THE INPUT Block Start

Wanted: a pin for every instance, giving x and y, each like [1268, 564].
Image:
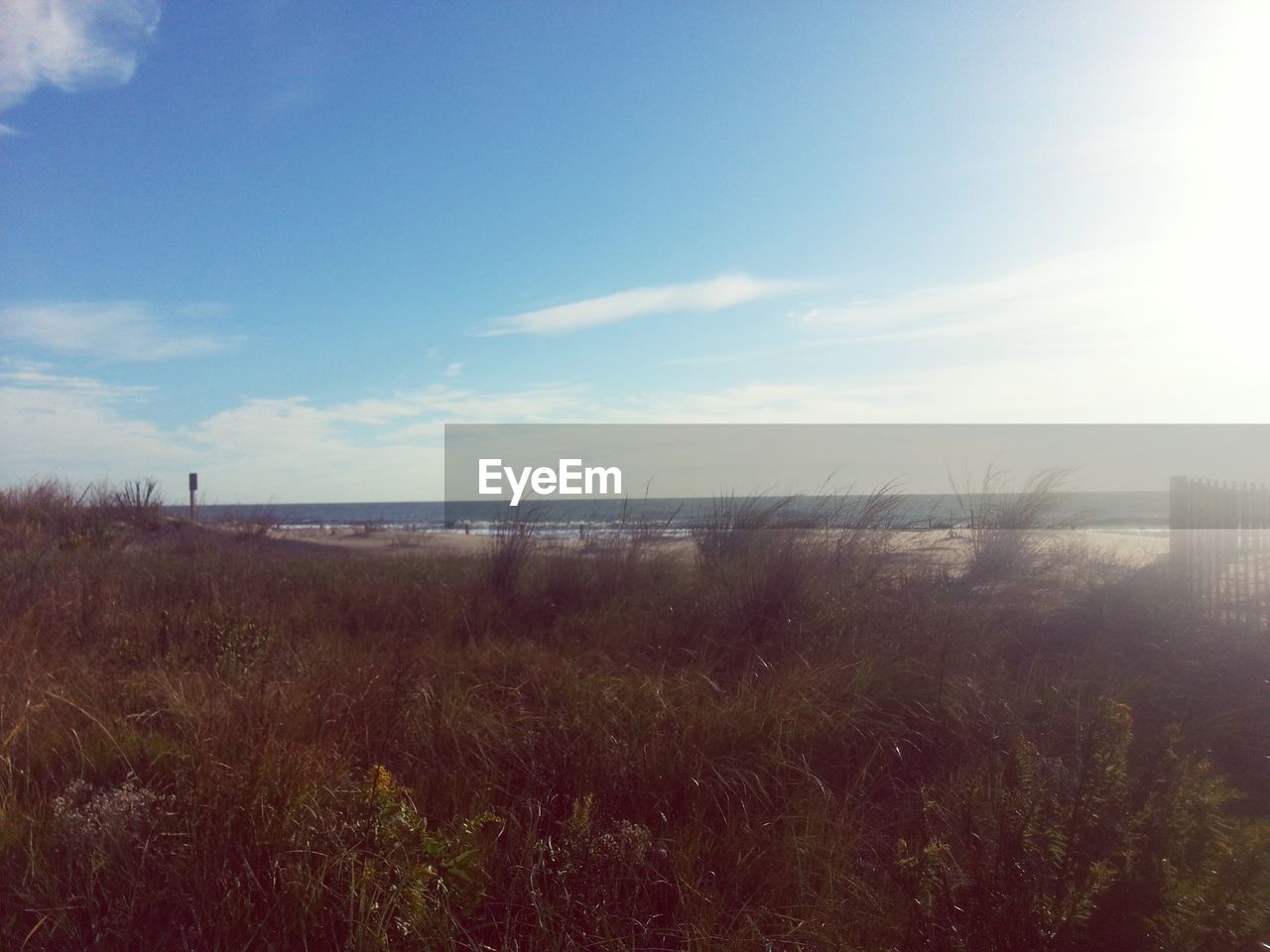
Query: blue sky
[284, 244]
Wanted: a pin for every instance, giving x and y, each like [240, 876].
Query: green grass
[792, 743]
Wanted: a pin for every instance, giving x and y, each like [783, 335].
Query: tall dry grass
[208, 744]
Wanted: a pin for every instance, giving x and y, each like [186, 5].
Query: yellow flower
[380, 778]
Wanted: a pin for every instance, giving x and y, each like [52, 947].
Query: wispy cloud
[72, 45]
[112, 330]
[714, 295]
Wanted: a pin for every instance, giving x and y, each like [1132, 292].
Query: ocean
[1130, 513]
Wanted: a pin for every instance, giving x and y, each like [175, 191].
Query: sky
[284, 244]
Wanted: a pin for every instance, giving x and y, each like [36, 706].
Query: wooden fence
[1219, 546]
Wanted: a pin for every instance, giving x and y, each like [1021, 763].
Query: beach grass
[795, 740]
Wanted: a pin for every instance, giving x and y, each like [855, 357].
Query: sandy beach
[938, 544]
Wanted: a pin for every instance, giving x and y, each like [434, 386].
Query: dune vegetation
[793, 740]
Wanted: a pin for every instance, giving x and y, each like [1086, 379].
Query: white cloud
[113, 330]
[75, 428]
[72, 45]
[714, 295]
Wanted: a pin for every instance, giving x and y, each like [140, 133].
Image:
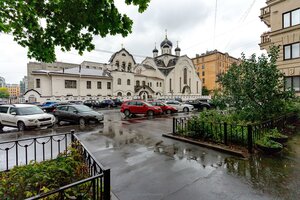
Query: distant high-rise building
[23, 85]
[2, 82]
[210, 65]
[283, 19]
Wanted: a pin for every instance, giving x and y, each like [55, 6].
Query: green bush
[29, 180]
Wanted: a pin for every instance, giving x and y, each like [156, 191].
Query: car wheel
[150, 113]
[21, 126]
[82, 122]
[168, 112]
[185, 109]
[127, 113]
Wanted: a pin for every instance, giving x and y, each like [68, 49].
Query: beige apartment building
[210, 65]
[283, 19]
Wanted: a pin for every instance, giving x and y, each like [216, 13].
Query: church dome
[166, 41]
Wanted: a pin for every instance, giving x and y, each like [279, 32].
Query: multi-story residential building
[210, 65]
[2, 82]
[23, 85]
[162, 75]
[283, 19]
[14, 90]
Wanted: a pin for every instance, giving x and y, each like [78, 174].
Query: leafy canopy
[4, 93]
[41, 25]
[255, 88]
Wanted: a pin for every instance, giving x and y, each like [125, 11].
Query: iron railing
[228, 134]
[20, 152]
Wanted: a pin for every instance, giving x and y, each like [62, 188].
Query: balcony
[265, 15]
[265, 40]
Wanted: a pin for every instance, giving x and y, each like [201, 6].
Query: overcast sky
[190, 22]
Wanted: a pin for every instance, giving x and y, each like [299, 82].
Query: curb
[207, 145]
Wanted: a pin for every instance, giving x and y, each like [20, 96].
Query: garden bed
[29, 180]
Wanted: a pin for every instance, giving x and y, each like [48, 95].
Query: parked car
[91, 103]
[139, 107]
[118, 102]
[51, 106]
[77, 113]
[200, 105]
[165, 108]
[75, 102]
[180, 106]
[24, 116]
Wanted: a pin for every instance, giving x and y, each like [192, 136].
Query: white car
[180, 106]
[24, 116]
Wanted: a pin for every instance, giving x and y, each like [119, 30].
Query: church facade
[162, 76]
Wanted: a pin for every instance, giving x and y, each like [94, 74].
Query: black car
[77, 113]
[200, 105]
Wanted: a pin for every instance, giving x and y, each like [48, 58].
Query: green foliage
[4, 93]
[267, 142]
[29, 180]
[42, 25]
[205, 91]
[255, 88]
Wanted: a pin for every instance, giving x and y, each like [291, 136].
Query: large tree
[41, 25]
[4, 93]
[256, 87]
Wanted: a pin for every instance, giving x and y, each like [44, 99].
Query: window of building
[291, 18]
[99, 84]
[70, 84]
[88, 85]
[292, 82]
[291, 51]
[185, 76]
[38, 83]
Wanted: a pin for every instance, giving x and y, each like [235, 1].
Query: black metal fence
[228, 134]
[21, 152]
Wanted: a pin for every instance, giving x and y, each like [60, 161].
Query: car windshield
[83, 108]
[34, 110]
[148, 104]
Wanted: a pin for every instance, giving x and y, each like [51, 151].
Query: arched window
[185, 76]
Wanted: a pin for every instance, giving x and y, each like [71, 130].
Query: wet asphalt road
[145, 165]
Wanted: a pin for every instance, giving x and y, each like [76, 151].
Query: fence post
[174, 125]
[72, 135]
[106, 174]
[250, 139]
[225, 134]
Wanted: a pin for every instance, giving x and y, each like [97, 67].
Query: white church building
[166, 75]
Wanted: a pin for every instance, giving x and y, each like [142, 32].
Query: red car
[165, 108]
[139, 107]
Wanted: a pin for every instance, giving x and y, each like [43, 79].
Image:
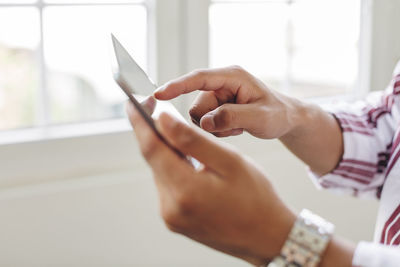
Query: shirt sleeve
[376, 255]
[369, 131]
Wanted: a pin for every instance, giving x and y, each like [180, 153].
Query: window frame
[175, 28]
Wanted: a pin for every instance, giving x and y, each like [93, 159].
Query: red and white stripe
[391, 230]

THE INPUT Block End

■ REQUIRED ACTION ■
Render the data above verbatim and without pictures.

■ EXERCISE RESULT ■
Wanted: a pin for every instance, giving x and y, each like [1268, 564].
Image:
Query: blue sky
[284, 244]
Wanted: a pin for every instance, giving x and y, each like [240, 876].
Query: green grass
[792, 743]
Wanted: a pin for every instance, giving x and y, each like [783, 335].
Query: tall dry grass
[208, 744]
Wanted: a pin for every instance, giving x and y, each like [186, 5].
Query: yellow flower
[380, 778]
Wanted: a pin for every instance, giving x and y, each like [52, 947].
Query: wispy cloud
[72, 45]
[112, 330]
[714, 295]
Wanted: a pin for every instance, giving x and y, each like [1132, 292].
Query: ocean
[1130, 513]
Wanted: a pin for every instance, giving x and y, each like [175, 191].
Query: sky
[284, 244]
Wanted: a pin for every instance, giving x and y, each like [36, 706].
Query: wooden fence
[1219, 546]
Wanted: a pin for every instance, giving x and y, each like [1021, 763].
Query: beach grass
[795, 740]
Wanted: a pin for every instance, giving x and y, each like [855, 357].
Query: sandy beach
[938, 544]
Wanted: a pin for every instance, giving x and y, each like [434, 386].
Query: dune vegetation
[793, 740]
Wanted: a pin for every instance, giving x and y, each like [1086, 379].
Query: white cloud
[113, 330]
[75, 428]
[72, 45]
[714, 295]
Wanted: a pin for every instance, giving x and y, each like [140, 133].
Image:
Query: distant high-rise building
[23, 85]
[2, 82]
[210, 65]
[283, 19]
Wanted: a pin for every instance, giving x and y, each like [55, 6].
Query: green bush
[29, 180]
Wanted: a pin for every instance, giving x and y, each like [156, 191].
Query: car wheel
[150, 113]
[21, 126]
[82, 122]
[168, 112]
[185, 109]
[127, 113]
Wanted: a pin for every instance, giving x and y, each like [68, 49].
Query: beige apartment building
[210, 65]
[283, 19]
Wanted: a pin for every instance, giving x and y, each like [216, 13].
Query: church dome
[166, 41]
Wanted: a pin for every instance, giving x and y, each like [279, 32].
Query: multi-story residential building
[210, 65]
[2, 82]
[23, 85]
[162, 75]
[283, 19]
[14, 90]
Wanted: a pin for every instance, giving x and y, each like [78, 174].
Query: leafy canopy
[4, 93]
[41, 25]
[255, 88]
Wanted: a pin for every instance, giving x and y, each like [125, 11].
Query: iron railing
[228, 134]
[20, 152]
Wanted: a pin for every instance, giving x and y, each like [62, 188].
Query: balcony
[265, 15]
[265, 40]
Wanted: a pin for every instance, giving x and y, each like [201, 6].
Query: overcast sky
[190, 22]
Wanted: a pin for every instance, giving x and y, each like [299, 82].
Query: curb
[207, 145]
Wanted: a pin for every instance, giving x and y, each like [20, 96].
Query: garden bed
[29, 180]
Wanted: a pin for every instance, giving x and y, each like [48, 95].
Query: parked car
[91, 103]
[139, 107]
[118, 102]
[51, 106]
[77, 113]
[200, 105]
[165, 108]
[75, 102]
[180, 106]
[24, 116]
Wanted: a pin for every instance, giving x and y, each like [192, 136].
Query: white car
[180, 106]
[24, 116]
Wanted: a pin for every instance, giving x and y, each like [119, 30].
Query: church facade
[162, 76]
Wanted: a pin for every instance, giving x and y, each like [94, 74].
Query: black car
[77, 113]
[200, 105]
Wanted: a pin for every instance, giving x and y, each like [48, 58].
Query: green foliage
[4, 93]
[267, 142]
[29, 180]
[42, 25]
[205, 91]
[255, 88]
Wanted: a pin for every instance, giving x and y, each like [291, 136].
Query: large tree
[41, 25]
[4, 93]
[256, 87]
Wanted: a pin for every instance, giving x and y, each like [44, 99].
Query: window of building
[291, 18]
[99, 84]
[70, 84]
[88, 85]
[292, 82]
[291, 51]
[185, 76]
[38, 83]
Wanted: a pin for every instance, giving x and y, each like [235, 1].
Query: black metal fence
[228, 134]
[21, 152]
Wanted: a pin for every instance, giving x and y, each like [60, 161].
Query: car windshield
[83, 108]
[34, 110]
[148, 104]
Wanted: a pin for every instance, giving x and y, each like [51, 151].
Query: arched window
[185, 76]
Wanted: a pin for every instance, giving x and y, each like [71, 130].
Query: wet asphalt road
[145, 165]
Wanted: a pin for every instance, giving x and y, each like [76, 151].
Query: fence post
[174, 125]
[72, 135]
[106, 174]
[250, 139]
[225, 134]
Wanted: a pin for every instance, giving x and y, each like [97, 67].
Query: white church building
[166, 75]
Wanted: a pin for every instance, giving x and y, each like [142, 32].
Query: red car
[165, 108]
[139, 107]
Wanted: a pin for every instance, giving x and y, each like [43, 79].
Image:
Query: shirt sleeve
[376, 255]
[369, 131]
Wanted: a pin for every instance, giving x and y, each like [180, 153].
Query: window frame
[175, 28]
Wanted: a pin for every instance, giving x and y, each like [93, 159].
Query: red and white stripe
[391, 230]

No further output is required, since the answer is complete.